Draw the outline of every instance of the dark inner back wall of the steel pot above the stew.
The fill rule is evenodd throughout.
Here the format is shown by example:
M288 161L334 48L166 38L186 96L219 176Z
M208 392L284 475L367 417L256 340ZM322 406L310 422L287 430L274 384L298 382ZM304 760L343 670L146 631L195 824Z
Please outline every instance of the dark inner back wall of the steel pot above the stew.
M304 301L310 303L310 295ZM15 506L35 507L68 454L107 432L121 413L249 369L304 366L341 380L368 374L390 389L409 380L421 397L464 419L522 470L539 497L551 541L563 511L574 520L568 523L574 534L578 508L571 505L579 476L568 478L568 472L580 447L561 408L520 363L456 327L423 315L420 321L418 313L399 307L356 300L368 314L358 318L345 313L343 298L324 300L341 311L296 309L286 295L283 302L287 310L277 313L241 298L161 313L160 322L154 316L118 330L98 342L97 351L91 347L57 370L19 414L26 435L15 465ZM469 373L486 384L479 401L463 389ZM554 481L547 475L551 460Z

· · · ·

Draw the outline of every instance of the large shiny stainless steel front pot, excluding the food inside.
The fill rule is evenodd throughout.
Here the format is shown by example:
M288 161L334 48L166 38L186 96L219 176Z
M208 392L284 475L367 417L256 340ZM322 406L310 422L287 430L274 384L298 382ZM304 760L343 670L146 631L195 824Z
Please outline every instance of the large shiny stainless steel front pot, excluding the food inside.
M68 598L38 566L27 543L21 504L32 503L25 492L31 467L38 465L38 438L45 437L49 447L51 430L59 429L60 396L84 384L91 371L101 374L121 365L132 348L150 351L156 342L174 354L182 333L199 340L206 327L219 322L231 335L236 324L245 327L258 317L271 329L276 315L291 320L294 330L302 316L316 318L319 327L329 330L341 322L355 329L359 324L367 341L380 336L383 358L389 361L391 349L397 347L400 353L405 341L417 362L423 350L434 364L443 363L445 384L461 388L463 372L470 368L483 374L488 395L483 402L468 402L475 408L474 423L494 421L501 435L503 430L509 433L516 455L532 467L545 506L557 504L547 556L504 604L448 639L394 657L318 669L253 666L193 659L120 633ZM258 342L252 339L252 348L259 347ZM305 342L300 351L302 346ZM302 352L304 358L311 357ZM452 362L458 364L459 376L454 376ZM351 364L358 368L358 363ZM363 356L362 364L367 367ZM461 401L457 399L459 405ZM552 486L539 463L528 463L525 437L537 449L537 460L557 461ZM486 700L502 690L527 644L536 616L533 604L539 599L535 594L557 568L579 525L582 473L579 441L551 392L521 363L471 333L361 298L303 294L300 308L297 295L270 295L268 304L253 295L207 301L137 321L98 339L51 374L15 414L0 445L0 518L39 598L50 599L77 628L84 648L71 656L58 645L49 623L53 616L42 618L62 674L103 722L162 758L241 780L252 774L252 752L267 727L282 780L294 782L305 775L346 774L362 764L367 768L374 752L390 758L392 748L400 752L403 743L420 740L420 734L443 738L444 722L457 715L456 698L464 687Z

· · · ·

### TRY IT
Scan the entries above, and wherever a line holds the string "Draw", copy it.

### OUTPUT OF THE TASK
Draw the outline of every instance of the dark inner back wall of the steel pot above the stew.
Draw the outline of every instance of the large shiny stainless steel front pot, excluding the food inside.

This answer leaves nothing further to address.